▶ [EXCERPT PROVIDED]
------------------------------------------------

Data stream clustering

Last updated July 25, 2023

In computer science, data stream clustering is defined as the clustering of data that arrive continuously such as telephone records, multimedia data, financial transactions etc. Data stream clustering is usually studied as a streaming algorithm and the objective is, given a sequence of points, to construct a good clustering of the stream, using a small amount of memory and time.

History

Data stream clustering has recently attracted attention for emerging applications that involve large amounts of streaming data. For clustering, k-means is a widely used heuristic but alternate algorithms have also been developed such as k-medoids, CURE and the popular^{[ citation needed ]} BIRCH. For data streams, one of the first results appeared in 1980^[1] but the model was formalized in 1998.^[2]

Definition

The problem of data stream clustering is defined as:

Input: a sequence of n points in metric space and an integer k.
Output:k centers in the set of the n points so as to minimize the sum of distances from data points to their closest cluster centers.

This is the streaming version of the k-median problem.

Algorithms

STREAM

STREAM is an algorithm for clustering data streams described by Guha, Mishra, Motwani and O'Callaghan^[3] which achieves a constant factor approximation for the k-Median problem in a single pass and using small space.

Theorem — STREAM can solve the k-Median problem on a data stream in a single pass, with time O(n^1+e) and space θ(n^ε) up to a factor 2^O(1/e), where n the number of points and $e<1/2$ .

To understand STREAM, the first step is to show that clustering can take place in small space (not caring about the number of passes). Small-Space is a divide-and-conquer algorithm that divides the data, S, into $\ell$ pieces, clusters each one of them (using k-means) and then clusters the centers obtained.

Small-Space Algorithm representation Small-Space.jpg — Small-Space Algorithm representation

Algorithm Small-Space(S)

Divide S into $\ell$ disjoint pieces $X_{1},\ldots ,X_{\ell }$ .
For each i, find $O(k)$ centers in X_i. Assign each point in X_i to its closest center.
Let X' be the $O(\ell k)$ centers obtained in (2), where each center c is weighted by the number of points assigned to it.
Cluster X' to find k centers.

Where, if in Step 2 we run a bicriteria $(a,b)$ -approximation algorithm which outputs at most ak medians with cost at most b times the optimum k-Median solution and in Step 4 we run a c-approximation algorithm then the approximation factor of Small-Space() algorithm is $2c(1+2b)+2b$ . We can also generalize Small-Space so that it recursively calls itself i times on a successively smaller set of weighted centers and achieves a constant factor approximation to the k-median problem.

The problem with the Small-Space is that the number of subsets $\ell$ that we partition S into is limited, since it has to store in memory the intermediate medians in X. So, if M is the size of memory, we need to partition S into $\ell$ subsets such that each subset fits in memory, ( $n/\ell$ ) and so that the weighted $\ell k$ centers also fit in memory, $\ell k<M$ . But such an $\ell$ may not always exist.

------------------------------------------------

▶ [DATASET SECTION]
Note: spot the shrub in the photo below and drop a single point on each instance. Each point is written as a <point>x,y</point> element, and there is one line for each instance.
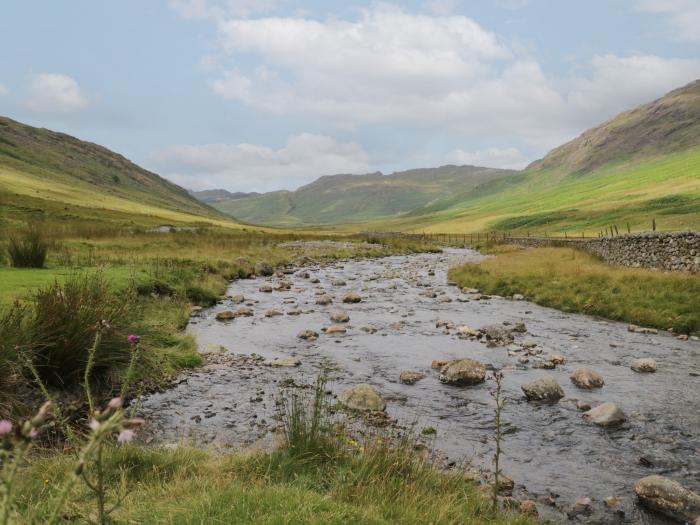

------------------------------------------------

▶ [TASK ITEM]
In the data stream clustering text, which four researchers described the STREAM algorithm?

▶ [YOUR SOLUTION]
Guha, Mishra, Motwani and O'Callaghan.